● **Aim of the task**: From the passage on Ernst Gustav Kraatz, reproduce word for word the section that opens with "Ernst Gustav Kraatz" and ends after "Deutsches Entomologisches Institut.".

● **Exercise passage**:
···
Ernst Gustav Kraatz (13 March 1831 – 2 November 1909) was a German entomologist. He collected and described numerous beetles including Staphylinidae.

Kraatz was born in Berlin on 13 March 1831. He studied law in the University of Heidelberg and at the University of Bonn but found no interest in it and through the influence of Carl August Dohrn he shifted to study entomology at the University of Berlin and later became was a professor. He was mainly interested in Coleoptera. Kraatz worked on the beetle fauna of the whole world using the vast collections in the Natural History Museum of Berlin and described numerous species. Loss of eyesight led to stoppage of work and he died in Berlin. His collection is held by Deutsches Entomologisches Institut.

Works

Kraatz, G. (1856a-1857a) Naturgeschichte der Insecten Deutschlands. Abt. 1. Coleoptera. Zweiter Band. Berlin: Verlag der Nicolaischen Buchhandlung, viii+1080 pp.
···
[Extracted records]

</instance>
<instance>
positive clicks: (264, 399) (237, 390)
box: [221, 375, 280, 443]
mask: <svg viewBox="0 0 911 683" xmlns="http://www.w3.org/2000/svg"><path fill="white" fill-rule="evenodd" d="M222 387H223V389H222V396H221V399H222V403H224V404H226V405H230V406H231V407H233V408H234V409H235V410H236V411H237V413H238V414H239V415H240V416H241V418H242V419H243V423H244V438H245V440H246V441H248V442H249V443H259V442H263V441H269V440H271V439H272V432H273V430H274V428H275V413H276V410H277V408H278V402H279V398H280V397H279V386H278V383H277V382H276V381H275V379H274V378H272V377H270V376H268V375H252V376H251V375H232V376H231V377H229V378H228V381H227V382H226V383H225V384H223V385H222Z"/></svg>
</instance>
···
● **Exercise answer**:
Ernst Gustav Kraatz (13 March 1831 – 2 November 1909) was a German entomologist. He collected and described numerous beetles including Staphylinidae.

Kraatz was born in Berlin on 13 March 1831. He studied law in the University of Heidelberg and at the University of Bonn but found no interest in it and through the influence of Carl August Dohrn he shifted to study entomology at the University of Berlin and later became was a professor. He was mainly interested in Coleoptera. Kraatz worked on the beetle fauna of the whole world using the vast collections in the Natural History Museum of Berlin and described numerous species. Loss of eyesight led to stoppage of work and he died in Berlin. His collection is held by Deutsches Entomologisches Institut.